Your objective: Replace "instance" with "object" everywhere in the items below and leave everything else unchanged.
-------- Excerpted records --------
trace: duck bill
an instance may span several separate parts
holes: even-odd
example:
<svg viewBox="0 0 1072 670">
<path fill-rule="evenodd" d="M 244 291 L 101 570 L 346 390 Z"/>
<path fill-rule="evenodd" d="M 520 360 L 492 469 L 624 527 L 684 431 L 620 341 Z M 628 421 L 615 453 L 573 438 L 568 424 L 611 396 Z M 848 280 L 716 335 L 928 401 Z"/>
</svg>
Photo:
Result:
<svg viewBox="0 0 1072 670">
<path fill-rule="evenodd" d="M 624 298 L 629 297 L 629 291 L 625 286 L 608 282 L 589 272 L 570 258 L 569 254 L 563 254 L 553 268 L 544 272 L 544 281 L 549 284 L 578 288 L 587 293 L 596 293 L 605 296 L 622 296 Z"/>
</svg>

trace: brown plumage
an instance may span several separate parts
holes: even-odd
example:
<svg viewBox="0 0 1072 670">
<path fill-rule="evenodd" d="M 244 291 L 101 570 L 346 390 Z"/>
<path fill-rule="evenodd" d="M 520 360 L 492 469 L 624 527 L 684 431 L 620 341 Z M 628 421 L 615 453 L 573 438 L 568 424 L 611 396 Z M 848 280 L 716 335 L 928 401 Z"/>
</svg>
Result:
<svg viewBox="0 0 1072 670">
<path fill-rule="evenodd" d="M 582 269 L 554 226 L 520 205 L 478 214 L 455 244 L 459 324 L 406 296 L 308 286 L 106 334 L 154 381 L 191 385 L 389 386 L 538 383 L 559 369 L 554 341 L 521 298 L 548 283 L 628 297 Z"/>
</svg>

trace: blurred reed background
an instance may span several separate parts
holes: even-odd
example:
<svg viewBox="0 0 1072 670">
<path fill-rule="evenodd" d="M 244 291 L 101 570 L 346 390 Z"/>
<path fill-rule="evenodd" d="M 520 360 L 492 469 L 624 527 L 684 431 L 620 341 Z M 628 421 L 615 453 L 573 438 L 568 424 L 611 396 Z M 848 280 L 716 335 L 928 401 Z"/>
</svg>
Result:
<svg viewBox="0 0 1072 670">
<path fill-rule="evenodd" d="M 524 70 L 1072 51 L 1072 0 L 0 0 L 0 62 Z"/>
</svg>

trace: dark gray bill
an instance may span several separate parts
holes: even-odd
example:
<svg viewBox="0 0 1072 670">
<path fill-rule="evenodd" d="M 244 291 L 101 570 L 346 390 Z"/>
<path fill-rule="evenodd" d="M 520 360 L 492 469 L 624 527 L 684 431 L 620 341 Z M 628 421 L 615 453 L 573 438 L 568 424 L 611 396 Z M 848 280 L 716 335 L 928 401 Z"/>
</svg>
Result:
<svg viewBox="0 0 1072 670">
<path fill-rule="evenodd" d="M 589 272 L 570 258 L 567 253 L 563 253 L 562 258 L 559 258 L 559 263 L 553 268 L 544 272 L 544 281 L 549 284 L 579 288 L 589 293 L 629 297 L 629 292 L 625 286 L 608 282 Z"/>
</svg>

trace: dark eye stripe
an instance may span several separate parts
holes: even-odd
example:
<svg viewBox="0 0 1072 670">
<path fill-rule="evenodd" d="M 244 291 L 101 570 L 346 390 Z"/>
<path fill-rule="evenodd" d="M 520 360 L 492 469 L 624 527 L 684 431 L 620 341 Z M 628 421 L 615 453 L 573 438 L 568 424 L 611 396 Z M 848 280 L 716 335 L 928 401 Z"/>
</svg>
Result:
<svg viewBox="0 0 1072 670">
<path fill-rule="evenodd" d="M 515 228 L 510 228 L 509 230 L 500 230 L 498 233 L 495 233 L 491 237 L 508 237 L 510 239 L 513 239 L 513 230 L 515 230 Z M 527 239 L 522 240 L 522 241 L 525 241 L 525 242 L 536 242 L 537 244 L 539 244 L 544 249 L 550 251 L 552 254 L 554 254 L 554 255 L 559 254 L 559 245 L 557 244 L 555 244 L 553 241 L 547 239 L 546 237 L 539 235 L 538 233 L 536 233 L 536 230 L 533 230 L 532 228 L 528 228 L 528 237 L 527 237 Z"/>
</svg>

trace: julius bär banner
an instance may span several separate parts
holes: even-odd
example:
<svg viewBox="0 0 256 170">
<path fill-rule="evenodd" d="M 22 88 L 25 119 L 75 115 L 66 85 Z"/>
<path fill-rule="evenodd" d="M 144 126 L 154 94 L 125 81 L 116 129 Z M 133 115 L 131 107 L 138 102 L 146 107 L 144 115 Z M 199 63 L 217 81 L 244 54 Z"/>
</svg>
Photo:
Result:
--------
Answer for this exercise:
trace: duck bill
an object may span several separate parts
holes: even-odd
example:
<svg viewBox="0 0 1072 670">
<path fill-rule="evenodd" d="M 244 291 L 101 570 L 346 390 Z"/>
<path fill-rule="evenodd" d="M 520 360 L 492 469 L 624 527 L 684 431 L 620 341 Z M 628 421 L 615 453 L 573 438 L 568 424 L 611 396 Z M 848 280 L 716 335 L 928 401 Z"/>
</svg>
Photo:
Result:
<svg viewBox="0 0 1072 670">
<path fill-rule="evenodd" d="M 624 298 L 629 297 L 629 291 L 625 286 L 608 282 L 589 272 L 570 258 L 569 254 L 563 254 L 553 268 L 544 272 L 544 281 L 549 284 L 578 288 L 587 293 L 596 293 L 605 296 L 622 296 Z"/>
</svg>

trace: brown plumage
an object may span several separate parts
holes: even-odd
example:
<svg viewBox="0 0 1072 670">
<path fill-rule="evenodd" d="M 244 291 L 101 570 L 346 390 Z"/>
<path fill-rule="evenodd" d="M 520 360 L 492 469 L 624 527 L 684 431 L 620 341 Z M 628 421 L 615 453 L 573 438 L 568 424 L 611 396 Z M 848 280 L 716 335 L 928 401 Z"/>
</svg>
Result:
<svg viewBox="0 0 1072 670">
<path fill-rule="evenodd" d="M 582 269 L 554 226 L 520 205 L 478 214 L 455 244 L 459 324 L 406 296 L 308 286 L 106 334 L 154 381 L 191 385 L 389 386 L 538 383 L 559 369 L 554 341 L 521 298 L 548 283 L 628 297 Z"/>
</svg>

trace: blurred reed background
an object may span several separate parts
holes: even-odd
example:
<svg viewBox="0 0 1072 670">
<path fill-rule="evenodd" d="M 244 291 L 101 570 L 346 390 Z"/>
<path fill-rule="evenodd" d="M 520 360 L 492 469 L 624 527 L 684 431 L 620 341 Z M 628 421 L 615 453 L 573 438 L 568 424 L 611 396 Z M 848 280 L 716 335 L 928 401 Z"/>
</svg>
Result:
<svg viewBox="0 0 1072 670">
<path fill-rule="evenodd" d="M 524 70 L 1072 51 L 1072 0 L 0 0 L 0 62 Z"/>
</svg>

trace: dark gray bill
an object may span several separate parts
holes: even-odd
example:
<svg viewBox="0 0 1072 670">
<path fill-rule="evenodd" d="M 244 291 L 101 570 L 346 390 Z"/>
<path fill-rule="evenodd" d="M 520 360 L 492 469 L 624 527 L 684 431 L 620 341 Z M 628 421 L 615 453 L 573 438 L 568 424 L 611 396 Z M 848 280 L 716 335 L 928 401 Z"/>
</svg>
Result:
<svg viewBox="0 0 1072 670">
<path fill-rule="evenodd" d="M 589 272 L 570 258 L 567 253 L 563 253 L 562 258 L 559 258 L 559 263 L 553 268 L 544 272 L 544 281 L 549 284 L 579 288 L 589 293 L 629 297 L 629 292 L 625 286 L 608 282 Z"/>
</svg>

trace: dark eye stripe
an object may span several separate parts
holes: even-odd
example:
<svg viewBox="0 0 1072 670">
<path fill-rule="evenodd" d="M 244 291 L 101 570 L 346 390 Z"/>
<path fill-rule="evenodd" d="M 520 360 L 492 469 L 624 527 L 684 431 L 620 341 Z M 628 421 L 615 453 L 573 438 L 568 424 L 611 396 Z M 848 280 L 716 335 L 928 401 Z"/>
</svg>
Result:
<svg viewBox="0 0 1072 670">
<path fill-rule="evenodd" d="M 515 228 L 510 228 L 509 230 L 500 230 L 498 233 L 495 233 L 491 237 L 508 237 L 510 239 L 513 239 L 513 230 L 515 230 Z M 527 239 L 522 240 L 522 241 L 525 241 L 525 242 L 536 242 L 537 244 L 539 244 L 544 249 L 550 251 L 552 254 L 554 254 L 554 255 L 559 254 L 559 245 L 557 244 L 555 244 L 553 241 L 547 239 L 546 237 L 539 235 L 538 233 L 536 233 L 536 230 L 533 230 L 532 228 L 528 228 L 528 237 L 527 237 Z"/>
</svg>

trace: julius bär banner
an object may span several separate parts
holes: even-odd
example:
<svg viewBox="0 0 256 170">
<path fill-rule="evenodd" d="M 22 88 L 25 119 L 75 115 L 66 85 Z"/>
<path fill-rule="evenodd" d="M 144 126 L 154 94 L 125 81 L 116 129 Z M 133 115 L 131 107 L 138 102 L 146 107 L 144 115 Z M 199 63 L 217 81 L 244 54 Z"/>
</svg>
Photo:
Result:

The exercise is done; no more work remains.